DIRECTION: Copy out all of the data exactly as it appears.

(Records from a data collection)
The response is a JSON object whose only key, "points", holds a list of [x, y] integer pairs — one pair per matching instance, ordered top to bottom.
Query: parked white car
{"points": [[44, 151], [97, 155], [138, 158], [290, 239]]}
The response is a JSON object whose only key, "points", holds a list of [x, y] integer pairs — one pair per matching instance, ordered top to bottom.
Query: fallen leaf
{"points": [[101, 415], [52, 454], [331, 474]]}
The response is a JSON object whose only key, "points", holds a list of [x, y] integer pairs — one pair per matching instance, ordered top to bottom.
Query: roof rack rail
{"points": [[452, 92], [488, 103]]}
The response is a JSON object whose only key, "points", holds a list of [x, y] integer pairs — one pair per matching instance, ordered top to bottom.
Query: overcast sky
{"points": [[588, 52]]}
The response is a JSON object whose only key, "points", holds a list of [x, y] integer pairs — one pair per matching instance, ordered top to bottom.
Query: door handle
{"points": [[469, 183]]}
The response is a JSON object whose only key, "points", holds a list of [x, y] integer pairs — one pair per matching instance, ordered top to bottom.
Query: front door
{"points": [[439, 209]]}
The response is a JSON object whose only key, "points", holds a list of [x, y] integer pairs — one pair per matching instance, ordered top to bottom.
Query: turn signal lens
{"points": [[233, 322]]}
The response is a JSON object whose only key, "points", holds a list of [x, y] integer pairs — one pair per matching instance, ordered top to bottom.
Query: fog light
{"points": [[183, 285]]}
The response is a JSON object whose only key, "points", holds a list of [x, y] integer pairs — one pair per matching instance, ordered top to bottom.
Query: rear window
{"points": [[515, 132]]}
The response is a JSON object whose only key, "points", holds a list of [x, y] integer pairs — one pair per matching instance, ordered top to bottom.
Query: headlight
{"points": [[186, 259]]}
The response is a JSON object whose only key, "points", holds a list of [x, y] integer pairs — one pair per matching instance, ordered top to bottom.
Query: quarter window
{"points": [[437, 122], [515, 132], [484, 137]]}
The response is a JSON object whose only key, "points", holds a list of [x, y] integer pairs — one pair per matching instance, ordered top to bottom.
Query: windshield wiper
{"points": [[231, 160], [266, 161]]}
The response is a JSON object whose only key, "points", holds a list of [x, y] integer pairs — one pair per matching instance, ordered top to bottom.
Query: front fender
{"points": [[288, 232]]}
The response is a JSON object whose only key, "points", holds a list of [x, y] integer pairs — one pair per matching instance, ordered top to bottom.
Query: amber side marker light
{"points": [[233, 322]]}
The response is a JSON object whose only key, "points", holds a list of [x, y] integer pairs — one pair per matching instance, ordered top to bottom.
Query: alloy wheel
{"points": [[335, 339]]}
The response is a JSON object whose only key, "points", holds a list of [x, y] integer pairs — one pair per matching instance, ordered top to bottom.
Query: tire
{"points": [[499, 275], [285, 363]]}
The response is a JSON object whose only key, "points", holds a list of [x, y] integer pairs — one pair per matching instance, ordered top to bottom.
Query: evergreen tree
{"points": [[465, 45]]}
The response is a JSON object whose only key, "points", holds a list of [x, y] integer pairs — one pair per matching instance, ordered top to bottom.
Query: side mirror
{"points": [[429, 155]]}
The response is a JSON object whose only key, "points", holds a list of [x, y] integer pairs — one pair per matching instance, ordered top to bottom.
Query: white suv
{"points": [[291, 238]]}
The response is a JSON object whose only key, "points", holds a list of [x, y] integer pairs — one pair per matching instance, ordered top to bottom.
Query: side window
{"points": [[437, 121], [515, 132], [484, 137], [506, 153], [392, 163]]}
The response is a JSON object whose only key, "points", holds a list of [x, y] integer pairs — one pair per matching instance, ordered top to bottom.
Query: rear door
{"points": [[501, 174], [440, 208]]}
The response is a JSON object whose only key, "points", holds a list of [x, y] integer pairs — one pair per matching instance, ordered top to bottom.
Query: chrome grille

FULL SOLUTION:
The response is a JSON object whose only key, "points", holds a list of [x, y] integer pairs — one pair per matching instance, ordered top to bottom.
Query: parked white car
{"points": [[44, 151], [97, 155], [138, 158], [290, 239]]}
The response is a JSON object whose only key, "points", holds a list of [x, y] integer pairs — one pair per matching instance, ordered top to bottom.
Query: fallen leaf
{"points": [[101, 415], [52, 454], [331, 474]]}
The response is a JSON object whose only key, "points", holds a list of [x, y] integer pairs — one pair per matching instance, ordered top to bottom.
Query: roof rack rail
{"points": [[452, 92], [488, 103]]}
The response is a JSON object whose only key, "points", holds a list of [x, y] integer pairs — one pair per matching instance, ordered top to bottom.
Query: overcast sky
{"points": [[588, 52]]}
The response is a JSON object whose only key, "points", holds a list of [x, y] integer pairs — one pair per matching instance, ordered top to bottom.
Query: door handle
{"points": [[469, 183]]}
The response is a JSON object whose only key, "points", holds a list of [x, y] integer pairs — one pair per matching instance, ordered top to bottom.
Query: front door
{"points": [[439, 209]]}
The response is a JSON object whose only key, "points", holds a list of [x, y] integer pairs — one pair per matching instance, ordered top to bottom.
Query: turn signal lens
{"points": [[233, 322]]}
The response is a JSON object whose only key, "points", holds a list of [x, y] integer pairs — one pair per matching instance, ordered top to bottom.
Query: fog light
{"points": [[183, 285]]}
The response is a JSON object whose only key, "points", holds a list of [x, y] integer pairs — one pair per matching instance, ordered top to bottom.
Query: rear window
{"points": [[515, 132]]}
The response is a JSON object whose only key, "points", holds a list of [x, y] integer pairs — one pair per matching instance, ordered top to bottom.
Query: headlight
{"points": [[186, 259]]}
The response is a JSON object whose only key, "points", holds a list of [x, y] integer pairs — one pair per matching instance, ordered top to bottom.
Query: quarter window
{"points": [[437, 122], [515, 132], [484, 137]]}
The response is a JSON object whose only key, "points", holds a list of [x, y] integer pairs — one pair per matching instance, ordered top to bottom.
Query: windshield wiper
{"points": [[231, 160], [266, 161]]}
The response is a JSON object whose only key, "points", holds a list of [x, y] integer pairs — one pair per matching instance, ordered top to bottom.
Query: front fender
{"points": [[288, 232]]}
The response is a JSON object whose only key, "points", holds a list of [x, y] integer pairs — one pair per matching instance, ordered top to bottom.
Query: amber side marker light
{"points": [[233, 322]]}
The response is a JSON object whose only key, "points", holds a list of [x, y] integer pairs — one pair per matching instance, ordered top to bottom.
Query: alloy wheel
{"points": [[335, 339]]}
The response is a JSON object whose only key, "points", holds a list of [x, y] integer pairs — one pair per matching instance, ordered top to bottom.
Query: tire
{"points": [[499, 275], [285, 363]]}
The response is a JSON object whose only key, "points", holds a list of [x, y] integer pairs — one pair per matching instance, ordered top to bottom.
Query: evergreen tree
{"points": [[465, 45]]}
The response is a JSON object whose only key, "points", holds a list of [x, y] integer pairs — one pair per matching instance, ordered top to bottom.
Query: side mirror
{"points": [[429, 155]]}
The response is a JSON object whose only key, "points", holds a list of [x, y] integer pairs — one pair per matching instance, ordered top to bottom.
Query: white suv
{"points": [[291, 238]]}
The response is a JSON object whose only key, "points", holds a list of [x, y] integer pairs — one pair per matching instance, ordered top to bottom.
Query: side window
{"points": [[437, 121], [515, 132], [484, 137], [506, 153], [392, 163]]}
The response is a JSON object whose only key, "points", holds a list of [x, y] integer pairs — one pair per matching instance, ordered top to bottom.
Query: rear door
{"points": [[501, 174], [440, 208]]}
The response is a JSON object whose only key, "points", holds a list of [x, y] integer pairs — one pair per matching instance, ordered top to bottom.
Query: chrome grille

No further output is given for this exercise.